---- TEXT SECTION

DNA examples include: animals, plants, protists, archaea and bacteria. DNA is in each cell in the organism and tells cells what proteins to make.
DNA has a phosphate deoxyribose backbone
Genome
is an organism’s complete set of genetic instructions. Each genome contains all of the information needed to build that organism and allow it to grow and develop.
Nucleobase
There are a total of 5 nucleobases in DNA and RNA. These are cytosine, guanine, adenine (found in both DNA and RNA), thymine (found only in DNA), and uracil (found only in RNA). In DNA, adenine pairs with thymine, while cytosine pairs with guanine.
Nucleobases, also known as nitrogenous bases containing biological compounds that form nucleosides, which, in turn, are components of nucleotides, with all of these monomers constituting the basic building blocks of nucleic acids. The ability of nucleobases to form base pairs and to stack one upon another leads directly to long-chain helical structures such as ribonucleic acid (RNA) and deoxyribonucleic acid (DNA).
Five nucleobases—adenine (A), cytosine (C), guanine (G), thymine (T), and uracil (U)—are called primary or canonical. They function as the fundamental units of the genetic code, with the bases A, G, C, and T being found in DNA while A, G, C, and U are found in RNA.
Thymine and uracil are distinguished by merely the presence or absence of a methyl group on the fifth carbon (C5) of these heterocyclic six-membered rings.
Adenine and guanine have a fused-ring skeletal structure derived of purine, hence they are called purine bases. The purine nitrogenous bases are characterized by their single amino group (NH2), at the C6 carbon in adenine and C2 in guanine.
Similarly, the simple-ring structure of cytosine, uracil, and thymine is derived of pyrimidine, so those three bases are called the pyrimidine bases.
Each of the base pairs in a typical double-helix DNA comprises a purine and a pyrimidine: either an A paired with T (or) C paired with a G. These purine-pyrimidine pairs, which are called base complements, connect the two strands of the helix and are often compared to the rungs of a ladder. The pairing of purines and pyrimidines may result, in part, from dimensional constraints, as this combination enables a geometry of constant width for the DNA spiral helix. The A-T and C-G pairings function to form double or triple hydrogen bonds between the amine and carbonyl groups on the complementary bases.
Nucleobases such as adenine, guanine, xanthine, hypoxanthine, purine, 2,6-diaminopurine, and 6,8-diaminopurine may have formed in outer space as well as on earth.The origin of the term base reflects these compounds’ chemical properties in acid-base reactions, but those properties are not especially important for understanding most of the biological functions of nucleobases.

--------
---- DATA TO EXAMINE

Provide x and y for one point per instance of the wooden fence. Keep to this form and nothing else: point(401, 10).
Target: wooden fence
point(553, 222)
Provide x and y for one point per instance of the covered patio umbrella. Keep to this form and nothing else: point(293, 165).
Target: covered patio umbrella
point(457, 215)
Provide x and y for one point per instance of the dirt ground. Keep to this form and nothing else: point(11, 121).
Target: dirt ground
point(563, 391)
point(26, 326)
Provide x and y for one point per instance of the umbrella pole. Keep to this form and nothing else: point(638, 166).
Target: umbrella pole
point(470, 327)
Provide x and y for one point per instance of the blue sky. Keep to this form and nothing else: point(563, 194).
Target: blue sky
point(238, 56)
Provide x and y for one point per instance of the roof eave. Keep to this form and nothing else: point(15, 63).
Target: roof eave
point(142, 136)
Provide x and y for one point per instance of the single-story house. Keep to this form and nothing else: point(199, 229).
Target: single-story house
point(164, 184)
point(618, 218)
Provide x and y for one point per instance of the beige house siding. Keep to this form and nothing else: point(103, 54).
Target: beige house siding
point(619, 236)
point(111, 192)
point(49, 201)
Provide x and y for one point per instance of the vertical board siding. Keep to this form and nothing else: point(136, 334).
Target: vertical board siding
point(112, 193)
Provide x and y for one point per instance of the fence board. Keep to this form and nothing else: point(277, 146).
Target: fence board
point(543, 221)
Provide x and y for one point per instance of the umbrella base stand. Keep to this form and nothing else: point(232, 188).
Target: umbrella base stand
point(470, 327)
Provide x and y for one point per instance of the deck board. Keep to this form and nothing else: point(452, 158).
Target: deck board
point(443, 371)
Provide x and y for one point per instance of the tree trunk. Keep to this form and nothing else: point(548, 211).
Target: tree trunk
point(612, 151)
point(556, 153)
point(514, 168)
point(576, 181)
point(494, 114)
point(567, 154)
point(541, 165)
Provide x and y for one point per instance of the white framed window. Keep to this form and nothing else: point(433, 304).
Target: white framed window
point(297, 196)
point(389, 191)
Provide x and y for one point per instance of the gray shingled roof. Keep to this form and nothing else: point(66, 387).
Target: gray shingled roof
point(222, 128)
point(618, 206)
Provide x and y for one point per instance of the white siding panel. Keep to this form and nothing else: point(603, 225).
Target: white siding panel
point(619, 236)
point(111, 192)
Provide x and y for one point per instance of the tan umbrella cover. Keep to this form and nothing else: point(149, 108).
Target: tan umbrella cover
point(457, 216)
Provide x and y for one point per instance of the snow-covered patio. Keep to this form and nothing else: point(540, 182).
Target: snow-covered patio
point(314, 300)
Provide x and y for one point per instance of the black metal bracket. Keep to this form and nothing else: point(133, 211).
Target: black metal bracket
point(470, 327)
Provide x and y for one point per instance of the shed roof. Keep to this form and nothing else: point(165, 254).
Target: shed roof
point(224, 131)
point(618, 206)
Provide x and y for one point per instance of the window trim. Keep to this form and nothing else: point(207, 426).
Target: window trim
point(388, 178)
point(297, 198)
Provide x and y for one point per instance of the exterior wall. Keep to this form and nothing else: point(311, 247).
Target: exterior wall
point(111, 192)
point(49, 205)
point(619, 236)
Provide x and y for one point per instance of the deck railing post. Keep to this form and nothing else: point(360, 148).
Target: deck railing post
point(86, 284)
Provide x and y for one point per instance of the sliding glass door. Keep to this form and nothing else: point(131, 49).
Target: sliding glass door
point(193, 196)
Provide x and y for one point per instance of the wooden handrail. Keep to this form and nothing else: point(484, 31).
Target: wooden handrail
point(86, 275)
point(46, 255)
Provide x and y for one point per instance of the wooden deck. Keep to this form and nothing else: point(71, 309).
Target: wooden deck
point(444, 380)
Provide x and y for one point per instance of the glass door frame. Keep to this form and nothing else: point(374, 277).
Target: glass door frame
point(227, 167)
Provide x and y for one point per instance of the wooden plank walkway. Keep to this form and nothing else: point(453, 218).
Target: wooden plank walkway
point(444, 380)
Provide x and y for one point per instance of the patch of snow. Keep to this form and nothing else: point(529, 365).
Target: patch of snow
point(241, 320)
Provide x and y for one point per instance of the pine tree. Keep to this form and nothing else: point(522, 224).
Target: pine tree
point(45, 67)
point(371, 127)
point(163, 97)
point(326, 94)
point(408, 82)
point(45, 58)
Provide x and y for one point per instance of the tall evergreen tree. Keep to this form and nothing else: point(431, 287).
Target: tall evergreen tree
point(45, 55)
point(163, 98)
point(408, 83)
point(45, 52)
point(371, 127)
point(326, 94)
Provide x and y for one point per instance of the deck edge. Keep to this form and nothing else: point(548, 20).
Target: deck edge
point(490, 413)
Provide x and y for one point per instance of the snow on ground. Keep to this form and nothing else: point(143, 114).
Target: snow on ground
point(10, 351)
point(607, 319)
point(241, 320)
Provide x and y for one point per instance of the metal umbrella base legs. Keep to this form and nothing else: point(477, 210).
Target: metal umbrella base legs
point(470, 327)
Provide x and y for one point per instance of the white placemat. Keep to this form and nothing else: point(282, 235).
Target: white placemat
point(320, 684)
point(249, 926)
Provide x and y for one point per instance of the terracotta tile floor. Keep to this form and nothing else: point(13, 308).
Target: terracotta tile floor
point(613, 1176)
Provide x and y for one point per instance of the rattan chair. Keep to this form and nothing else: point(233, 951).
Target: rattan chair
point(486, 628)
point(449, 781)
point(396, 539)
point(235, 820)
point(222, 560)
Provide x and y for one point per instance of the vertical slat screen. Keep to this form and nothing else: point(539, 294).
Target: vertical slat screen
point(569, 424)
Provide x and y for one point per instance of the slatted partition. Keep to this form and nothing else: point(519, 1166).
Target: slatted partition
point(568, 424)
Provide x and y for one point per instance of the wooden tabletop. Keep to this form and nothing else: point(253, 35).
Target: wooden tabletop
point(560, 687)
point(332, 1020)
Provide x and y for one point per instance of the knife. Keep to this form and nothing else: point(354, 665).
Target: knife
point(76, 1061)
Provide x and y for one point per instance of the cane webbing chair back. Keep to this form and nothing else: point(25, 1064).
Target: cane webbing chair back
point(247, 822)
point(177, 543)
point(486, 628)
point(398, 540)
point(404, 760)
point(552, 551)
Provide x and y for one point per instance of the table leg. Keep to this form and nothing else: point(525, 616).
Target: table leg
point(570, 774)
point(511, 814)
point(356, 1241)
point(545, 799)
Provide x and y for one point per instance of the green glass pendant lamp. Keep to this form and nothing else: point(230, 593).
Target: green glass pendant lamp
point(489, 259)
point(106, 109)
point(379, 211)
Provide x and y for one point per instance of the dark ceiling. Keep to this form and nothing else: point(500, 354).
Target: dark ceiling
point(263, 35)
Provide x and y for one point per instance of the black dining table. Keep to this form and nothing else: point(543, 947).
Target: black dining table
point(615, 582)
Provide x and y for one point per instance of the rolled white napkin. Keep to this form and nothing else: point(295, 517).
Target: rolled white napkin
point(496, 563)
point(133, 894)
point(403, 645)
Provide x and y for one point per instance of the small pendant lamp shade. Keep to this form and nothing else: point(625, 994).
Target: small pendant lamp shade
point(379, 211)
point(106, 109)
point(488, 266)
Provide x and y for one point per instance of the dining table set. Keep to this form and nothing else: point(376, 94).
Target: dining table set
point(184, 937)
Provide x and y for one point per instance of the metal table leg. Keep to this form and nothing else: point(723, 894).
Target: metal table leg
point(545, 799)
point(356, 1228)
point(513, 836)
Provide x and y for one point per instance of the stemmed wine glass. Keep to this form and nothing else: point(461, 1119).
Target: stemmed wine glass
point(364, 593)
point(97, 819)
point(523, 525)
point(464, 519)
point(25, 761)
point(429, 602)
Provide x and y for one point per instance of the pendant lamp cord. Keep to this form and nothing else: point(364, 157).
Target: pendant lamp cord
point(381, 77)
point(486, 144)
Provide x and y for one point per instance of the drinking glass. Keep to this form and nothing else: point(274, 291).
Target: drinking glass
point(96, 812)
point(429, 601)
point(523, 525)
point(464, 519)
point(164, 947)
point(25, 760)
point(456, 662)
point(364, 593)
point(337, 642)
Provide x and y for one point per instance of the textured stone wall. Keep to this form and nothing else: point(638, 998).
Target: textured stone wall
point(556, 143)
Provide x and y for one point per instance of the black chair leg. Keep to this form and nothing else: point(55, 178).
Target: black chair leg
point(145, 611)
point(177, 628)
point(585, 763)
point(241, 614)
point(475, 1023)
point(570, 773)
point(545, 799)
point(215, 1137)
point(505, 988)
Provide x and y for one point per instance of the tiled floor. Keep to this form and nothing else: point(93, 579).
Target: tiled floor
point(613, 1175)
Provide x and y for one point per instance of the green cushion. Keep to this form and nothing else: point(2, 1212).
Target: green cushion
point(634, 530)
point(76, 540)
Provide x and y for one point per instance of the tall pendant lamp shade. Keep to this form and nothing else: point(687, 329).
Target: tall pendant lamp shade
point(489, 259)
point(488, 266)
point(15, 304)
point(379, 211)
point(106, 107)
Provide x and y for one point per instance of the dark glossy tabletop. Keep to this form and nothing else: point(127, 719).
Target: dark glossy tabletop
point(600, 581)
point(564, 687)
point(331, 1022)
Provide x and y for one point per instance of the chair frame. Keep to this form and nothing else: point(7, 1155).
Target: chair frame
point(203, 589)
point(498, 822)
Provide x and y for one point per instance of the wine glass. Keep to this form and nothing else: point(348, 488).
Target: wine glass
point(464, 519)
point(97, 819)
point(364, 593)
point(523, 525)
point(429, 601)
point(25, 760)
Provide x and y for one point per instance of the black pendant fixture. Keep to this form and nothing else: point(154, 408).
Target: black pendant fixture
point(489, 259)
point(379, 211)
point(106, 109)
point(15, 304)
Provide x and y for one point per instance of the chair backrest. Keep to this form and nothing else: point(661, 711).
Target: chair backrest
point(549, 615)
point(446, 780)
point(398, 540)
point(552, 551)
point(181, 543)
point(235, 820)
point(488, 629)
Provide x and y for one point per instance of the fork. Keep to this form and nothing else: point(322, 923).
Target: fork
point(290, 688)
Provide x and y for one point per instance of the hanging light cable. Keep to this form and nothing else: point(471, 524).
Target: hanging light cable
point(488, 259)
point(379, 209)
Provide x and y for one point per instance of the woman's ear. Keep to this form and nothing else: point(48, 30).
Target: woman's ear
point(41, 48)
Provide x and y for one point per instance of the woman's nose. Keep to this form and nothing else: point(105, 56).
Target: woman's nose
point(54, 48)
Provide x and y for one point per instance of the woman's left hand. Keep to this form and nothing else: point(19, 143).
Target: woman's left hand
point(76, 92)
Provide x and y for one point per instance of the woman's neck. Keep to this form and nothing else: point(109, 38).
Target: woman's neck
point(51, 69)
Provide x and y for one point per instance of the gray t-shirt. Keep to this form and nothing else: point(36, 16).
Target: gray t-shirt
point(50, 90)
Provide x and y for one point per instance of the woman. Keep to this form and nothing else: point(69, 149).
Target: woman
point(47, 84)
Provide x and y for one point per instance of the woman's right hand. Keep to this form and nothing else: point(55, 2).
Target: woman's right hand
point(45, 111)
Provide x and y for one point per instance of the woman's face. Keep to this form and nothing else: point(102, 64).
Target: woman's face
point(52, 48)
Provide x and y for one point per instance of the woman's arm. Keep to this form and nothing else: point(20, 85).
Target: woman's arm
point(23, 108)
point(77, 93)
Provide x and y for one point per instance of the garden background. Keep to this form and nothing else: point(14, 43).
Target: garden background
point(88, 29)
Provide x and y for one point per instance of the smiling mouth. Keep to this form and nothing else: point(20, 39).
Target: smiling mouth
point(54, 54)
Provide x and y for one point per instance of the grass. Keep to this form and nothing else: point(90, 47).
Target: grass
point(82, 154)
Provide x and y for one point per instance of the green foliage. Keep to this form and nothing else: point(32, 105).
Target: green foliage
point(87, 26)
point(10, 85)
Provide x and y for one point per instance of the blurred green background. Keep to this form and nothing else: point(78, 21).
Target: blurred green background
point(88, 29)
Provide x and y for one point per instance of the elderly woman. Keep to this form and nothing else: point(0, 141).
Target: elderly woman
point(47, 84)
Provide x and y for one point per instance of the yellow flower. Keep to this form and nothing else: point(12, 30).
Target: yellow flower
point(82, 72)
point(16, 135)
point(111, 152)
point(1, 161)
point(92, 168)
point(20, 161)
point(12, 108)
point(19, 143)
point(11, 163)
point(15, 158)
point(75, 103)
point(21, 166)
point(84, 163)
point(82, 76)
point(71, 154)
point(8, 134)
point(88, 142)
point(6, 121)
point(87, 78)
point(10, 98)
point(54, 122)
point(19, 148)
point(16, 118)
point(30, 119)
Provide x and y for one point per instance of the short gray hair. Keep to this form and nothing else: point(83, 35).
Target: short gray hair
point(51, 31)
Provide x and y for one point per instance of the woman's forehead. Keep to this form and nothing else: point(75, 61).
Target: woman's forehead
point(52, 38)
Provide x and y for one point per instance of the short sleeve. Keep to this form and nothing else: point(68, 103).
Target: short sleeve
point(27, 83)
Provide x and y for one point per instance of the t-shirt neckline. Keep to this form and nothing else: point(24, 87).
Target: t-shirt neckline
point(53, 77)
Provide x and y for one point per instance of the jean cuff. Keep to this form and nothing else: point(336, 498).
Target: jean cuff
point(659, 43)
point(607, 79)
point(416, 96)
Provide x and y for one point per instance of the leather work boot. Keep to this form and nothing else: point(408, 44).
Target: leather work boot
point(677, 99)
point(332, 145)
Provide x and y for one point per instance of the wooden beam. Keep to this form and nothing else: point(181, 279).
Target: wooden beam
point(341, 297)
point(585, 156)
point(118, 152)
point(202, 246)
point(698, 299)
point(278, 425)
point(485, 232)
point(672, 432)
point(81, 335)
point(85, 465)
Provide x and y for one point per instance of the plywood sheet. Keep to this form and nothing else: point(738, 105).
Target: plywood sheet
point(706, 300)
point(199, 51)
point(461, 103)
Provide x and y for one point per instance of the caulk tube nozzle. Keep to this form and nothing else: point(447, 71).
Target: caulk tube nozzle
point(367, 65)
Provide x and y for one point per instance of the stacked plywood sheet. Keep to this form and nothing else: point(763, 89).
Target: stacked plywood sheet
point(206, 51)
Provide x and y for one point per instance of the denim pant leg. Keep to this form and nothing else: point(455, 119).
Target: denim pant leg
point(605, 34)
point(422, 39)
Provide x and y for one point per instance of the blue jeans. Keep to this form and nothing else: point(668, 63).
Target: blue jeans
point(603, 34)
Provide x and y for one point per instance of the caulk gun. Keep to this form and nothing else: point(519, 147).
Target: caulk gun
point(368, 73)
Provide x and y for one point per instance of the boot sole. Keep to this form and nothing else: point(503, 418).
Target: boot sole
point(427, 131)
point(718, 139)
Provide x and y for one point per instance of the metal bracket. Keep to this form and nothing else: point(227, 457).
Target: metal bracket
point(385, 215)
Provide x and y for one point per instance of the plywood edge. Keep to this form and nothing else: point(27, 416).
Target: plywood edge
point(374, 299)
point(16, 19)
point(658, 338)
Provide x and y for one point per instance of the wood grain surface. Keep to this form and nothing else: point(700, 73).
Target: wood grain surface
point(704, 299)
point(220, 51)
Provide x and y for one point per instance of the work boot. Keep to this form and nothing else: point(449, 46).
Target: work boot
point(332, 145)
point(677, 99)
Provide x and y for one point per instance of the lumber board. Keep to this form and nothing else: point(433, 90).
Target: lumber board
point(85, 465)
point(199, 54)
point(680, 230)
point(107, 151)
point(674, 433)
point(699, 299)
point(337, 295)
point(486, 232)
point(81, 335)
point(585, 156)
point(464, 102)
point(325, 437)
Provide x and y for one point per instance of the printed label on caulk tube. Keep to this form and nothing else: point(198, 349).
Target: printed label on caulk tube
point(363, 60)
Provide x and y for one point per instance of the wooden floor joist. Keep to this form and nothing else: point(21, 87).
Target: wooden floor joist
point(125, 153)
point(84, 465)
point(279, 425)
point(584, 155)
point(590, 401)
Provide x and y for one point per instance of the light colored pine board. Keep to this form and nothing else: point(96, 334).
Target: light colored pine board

--------

WORK INSTRUCTION 1
List every compound that the DNA and nucleobases text says may have formed in outer space as well as on earth.
WORK INSTRUCTION 2
Reproduce the DNA and nucleobases text word for word, from "Five nucleobases—adenine (A), cytosine" up to and including "found in RNA.".
The records are separate material, unrelated to the DNA and nucleobases text.

ANSWER 1
adenine, guanine, xanthine, hypoxanthine, purine, 2,6-diaminopurine, 6,8-diaminopurine

ANSWER 2
Five nucleobases—adenine (A), cytosine (C), guanine (G), thymine (T), and uracil (U)—are called primary or canonical. They function as the fundamental units of the genetic code, with the bases A, G, C, and T being found in DNA while A, G, C, and U are found in RNA.